Segment Start: DOCUMENT SEGMENT

Hi friends! Today I am writing you from Austin, Texas, the land of live music, Tex-Mex, and the South by Southwest Conference. I will be here for 5 days , packing my head full of conference information and my belly full of tacos. I know this is a work trip and all, but really… this is mission eat all the tacos. Because, when in you are in a city with a taco shop on every block, it is a crime not to take advantage of the situation.
So far I have noshed on some amazing vegan enchiladas with a dreamy spicy cashew cream sauce, some serious breakfast tacos, and visited the Whole Foods flagship store which is located in Austin. They had an entire isle dedicated to gourmet chocolate bars. Utter heaven. I nearly died, then composed myself and picked out approximately 52 chocolate bars to take back home with me. Life goals √
Now that I am thinking about it, I might need a separate suitcase for all of those bars… Some problems are worth having ;)
Not only has this conference been super inspirational on the business front, but I am gaining all kinds of food inspiration as well. Get ready for some Austin inspired recipes when I get back into the kitchen. I already have a number of taco, nacho, and enchilada recipes swirling around in my head.
Well, today’s recipe is a far cry from the food scene here and favors light and fresh So Cal flavors. It might not be Mexican food, but it is oh-so very delicious. If I am being honest, it is one of my favorite recipes I have made so far.
The inspiration for this recipe comes from my Curry Chickpea Salad Wraps. There are so many smashed chickpea salads out there, and I got to thinking: what would happen if I tried this concept with other beans? Edamame seemed like a great candidate for this trial since the bean is fresher in texture. Not mushy like kidney or black beans. The results were fantastic! This salad is creamy, crunchy, protein-packed, light, and so flavorful. It is great enjoyed on toast, with some tortilla chips, on a salad or in a wrap.
- 12 oz . frozen edamame , thawed
- 2 medium avocados
- 4 green onion
- 1 teaspoon wasabi
- 1 teaspoon grated ginger
- 2 stalks celery
- 2 tablespoons lime juice
- 1/4 teaspoon garlic powder
Add all the ingredients into a large bowl. With a potato masher, mash it all together until your desired consistency is achieved. Serve as a sandwich, wrap, with tortilla chips or as you see fit!

Segment End: DOCUMENT SEGMENT
Segment Start: RECORDS

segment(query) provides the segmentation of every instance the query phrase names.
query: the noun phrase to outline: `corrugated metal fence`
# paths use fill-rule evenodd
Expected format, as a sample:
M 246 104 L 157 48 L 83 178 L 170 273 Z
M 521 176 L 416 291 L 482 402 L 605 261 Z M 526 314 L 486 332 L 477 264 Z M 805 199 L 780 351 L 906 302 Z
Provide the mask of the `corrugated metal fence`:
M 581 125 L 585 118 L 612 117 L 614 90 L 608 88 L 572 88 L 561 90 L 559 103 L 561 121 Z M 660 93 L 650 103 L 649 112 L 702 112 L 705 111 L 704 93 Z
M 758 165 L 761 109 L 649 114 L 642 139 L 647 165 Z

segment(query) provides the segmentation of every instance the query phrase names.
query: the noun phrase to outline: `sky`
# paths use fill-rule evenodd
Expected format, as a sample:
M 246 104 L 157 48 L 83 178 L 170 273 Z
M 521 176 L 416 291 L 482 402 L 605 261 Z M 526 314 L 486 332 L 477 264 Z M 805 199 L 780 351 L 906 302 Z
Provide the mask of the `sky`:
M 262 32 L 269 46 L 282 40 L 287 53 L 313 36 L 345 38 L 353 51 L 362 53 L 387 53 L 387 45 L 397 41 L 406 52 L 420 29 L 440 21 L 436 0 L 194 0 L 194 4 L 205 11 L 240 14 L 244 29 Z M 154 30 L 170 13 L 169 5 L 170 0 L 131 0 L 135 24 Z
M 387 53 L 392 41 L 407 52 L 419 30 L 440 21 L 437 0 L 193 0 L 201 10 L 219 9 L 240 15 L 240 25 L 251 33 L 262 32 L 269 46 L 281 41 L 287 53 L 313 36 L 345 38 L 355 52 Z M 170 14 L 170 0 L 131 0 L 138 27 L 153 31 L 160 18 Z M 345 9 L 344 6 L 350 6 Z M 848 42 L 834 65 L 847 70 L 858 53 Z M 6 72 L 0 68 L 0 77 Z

Segment End: RECORDS

**WORK TASK A**
Please retype the edamame salad post starting with "So far I have" and going on through "worth having ;)".
**WORK TASK B**
For each statement, say yes or no to whether it agrees with the edamame salad post, and quote the words that decide it: (i) The writer will be in Austin for 5 days. (ii) The salad is mashed with a fork. (iii) The recipe uses 1 teaspoon of wasabi.
Draw only on the edamame salad post, not on the data.

**PROBLEM SOLUTION A**
So far I have noshed on some amazing vegan enchiladas with a dreamy spicy cashew cream sauce, some serious breakfast tacos, and visited the Whole Foods flagship store which is located in Austin. They had an entire isle dedicated to gourmet chocolate bars. Utter heaven. I nearly died, then composed myself and picked out approximately 52 chocolate bars to take back home with me. Life goals √
Now that I am thinking about it, I might need a separate suitcase for all of those bars… Some problems are worth having ;)

**PROBLEM SOLUTION B**
(i) Yes: "I will be here for 5 days"
(ii) No: "With a potato masher, mash it all together"
(iii) Yes: "1 teaspoon wasabi"